__Ausgewählter Auszug__.
Lost Girls – Menneskekollektivet

Die norwegische Musikerin und Autorin Jenny Hval und der Multi-Instrumentalist Håvard Volden haben 2021 ihr erstes gemeinsames Album als Lost Girls veröffentlicht. Wie schon auf einer ersten EP aus dem Jahr 2018, folgt das Songwriting der beiden keinen klassischen Mustern. Eher wie improvisierte Skizzen kommen die minutenlagen analogen Synthiefahrten, die opulent wallende Electronica und allerlei sich hypnotisch steigernde Drums-Patterns und Gitarrenriffs daher. Jenny Hvals erzählender Gesang ist gegenüber ihren sehr konzeptuellen Soloalben dissoziativer gehalten, setzt aber die gewohnt markanten Pflöcke in den zauberhaft dahinmäandernden Sound des Duos. 


Amyl and the Sniffers - Comfort to Me

Das im September erschienene zweite Album der Australischen Band Amyl and the Sniffers ist ein furioses Punk 'n' Roll Brett, das auf gut 30 Minuten einen Hit an den anderen reiht. Der Sound ist schnörkelloser als der, der dennoch immer wieder durchscheinenden Bezugsgrößen aus den 70ern und wird von der namensgebenden Sängerin und Frontfrau Amy Taylor in ihrer ganz eigenen hyperaktiven Manier zuverlässig zum Überkochen gebracht.


Fehler Kuti – Professional People

Auch auf seinem zweiten Album als Fehler Kuti verrührt der Münchner Musiker und Performancekünstler Julian Warner Gesellschaftspolitisches in einer Melange aus Electronica, Dub und Hiphop. Etwa fragt er sich und uns, wie limitiert ein Diskriminierungs-Diskurs ist, der sich anlässlich aktueller Ereignisse wie in Minneapolis oder Hanau vermeintlich sensibilisiert, aber umso blinder gegenüber alltäglichen Marginalisierungen bleibt. Große Themen, die durch einen virtuos eingezogenen doppelten Boden in Text und Musik ganz leichtfüßig verpackt werden. Verschiedene Perspektiven und Brüche werden unmittelbar vertont, Botschaften verlieren sich in Mantren, ohne dass der Sound an Pop-Appeal verliert.

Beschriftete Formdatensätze

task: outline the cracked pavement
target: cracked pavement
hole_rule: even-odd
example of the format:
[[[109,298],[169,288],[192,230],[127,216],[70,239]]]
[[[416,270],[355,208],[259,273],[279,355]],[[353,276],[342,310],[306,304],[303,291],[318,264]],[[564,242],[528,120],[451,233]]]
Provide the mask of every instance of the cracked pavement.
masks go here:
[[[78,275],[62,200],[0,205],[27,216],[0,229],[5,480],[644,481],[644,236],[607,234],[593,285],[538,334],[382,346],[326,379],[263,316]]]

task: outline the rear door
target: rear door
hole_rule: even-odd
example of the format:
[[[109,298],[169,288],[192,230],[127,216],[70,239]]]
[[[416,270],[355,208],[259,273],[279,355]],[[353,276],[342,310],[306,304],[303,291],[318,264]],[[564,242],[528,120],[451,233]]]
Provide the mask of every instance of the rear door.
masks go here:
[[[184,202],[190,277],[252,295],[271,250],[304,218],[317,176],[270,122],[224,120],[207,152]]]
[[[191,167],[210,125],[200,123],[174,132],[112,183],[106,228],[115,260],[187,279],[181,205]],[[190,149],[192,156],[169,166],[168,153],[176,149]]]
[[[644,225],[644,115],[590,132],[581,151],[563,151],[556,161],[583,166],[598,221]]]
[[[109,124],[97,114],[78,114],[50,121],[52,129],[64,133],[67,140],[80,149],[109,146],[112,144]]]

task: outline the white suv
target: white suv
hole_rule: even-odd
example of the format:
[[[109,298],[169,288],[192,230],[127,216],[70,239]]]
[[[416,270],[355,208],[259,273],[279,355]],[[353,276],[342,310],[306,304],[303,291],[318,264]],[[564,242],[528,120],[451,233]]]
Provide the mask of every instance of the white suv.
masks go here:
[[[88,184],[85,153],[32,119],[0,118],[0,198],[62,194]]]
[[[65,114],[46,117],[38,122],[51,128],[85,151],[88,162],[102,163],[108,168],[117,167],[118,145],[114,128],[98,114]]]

__Herausforderung 1__. Zitiere aus dem Auszug den Abschnitt zwischen "Fehler Kuti –" und "an Pop-Appeal verliert.", beide eingeschlossen.
__Herausforderung 2__. Wandle die Datenzeilen zwischen der Zeile mit "task: outline the white suv" und dem Ende der Datenzeilen, beide eingeschlossen, in eine JSON-Liste von Strings um. Nimm je Zeile einen String und lass Leerzeilen weg.

__Ergebnis der Aufgabe 1__.
Fehler Kuti – Professional People

Auch auf seinem zweiten Album als Fehler Kuti verrührt der Münchner Musiker und Performancekünstler Julian Warner Gesellschaftspolitisches in einer Melange aus Electronica, Dub und Hiphop. Etwa fragt er sich und uns, wie limitiert ein Diskriminierungs-Diskurs ist, der sich anlässlich aktueller Ereignisse wie in Minneapolis oder Hanau vermeintlich sensibilisiert, aber umso blinder gegenüber alltäglichen Marginalisierungen bleibt. Große Themen, die durch einen virtuos eingezogenen doppelten Boden in Text und Musik ganz leichtfüßig verpackt werden. Verschiedene Perspektiven und Brüche werden unmittelbar vertont, Botschaften verlieren sich in Mantren, ohne dass der Sound an Pop-Appeal verliert.

__Ergebnis der Aufgabe 2__.
[
  "task: outline the white suv",
  "target: white suv",
  "hole_rule: even-odd",
  "example of the format:",
  "[[[109,298],[169,288],[192,230],[127,216],[70,239]]]",
  "[[[416,270],[355,208],[259,273],[279,355]],[[353,276],[342,310],[306,304],[303,291],[318,264]],[[564,242],[528,120],[451,233]]]",
  "Provide the mask of every instance of the white suv.",
  "masks go here:",
  "[[[88,184],[85,153],[32,119],[0,118],[0,198],[62,194]]]",
  "[[[65,114],[46,117],[38,122],[51,128],[85,151],[88,162],[102,163],[108,168],[117,167],[118,145],[114,128],[98,114]]]"
]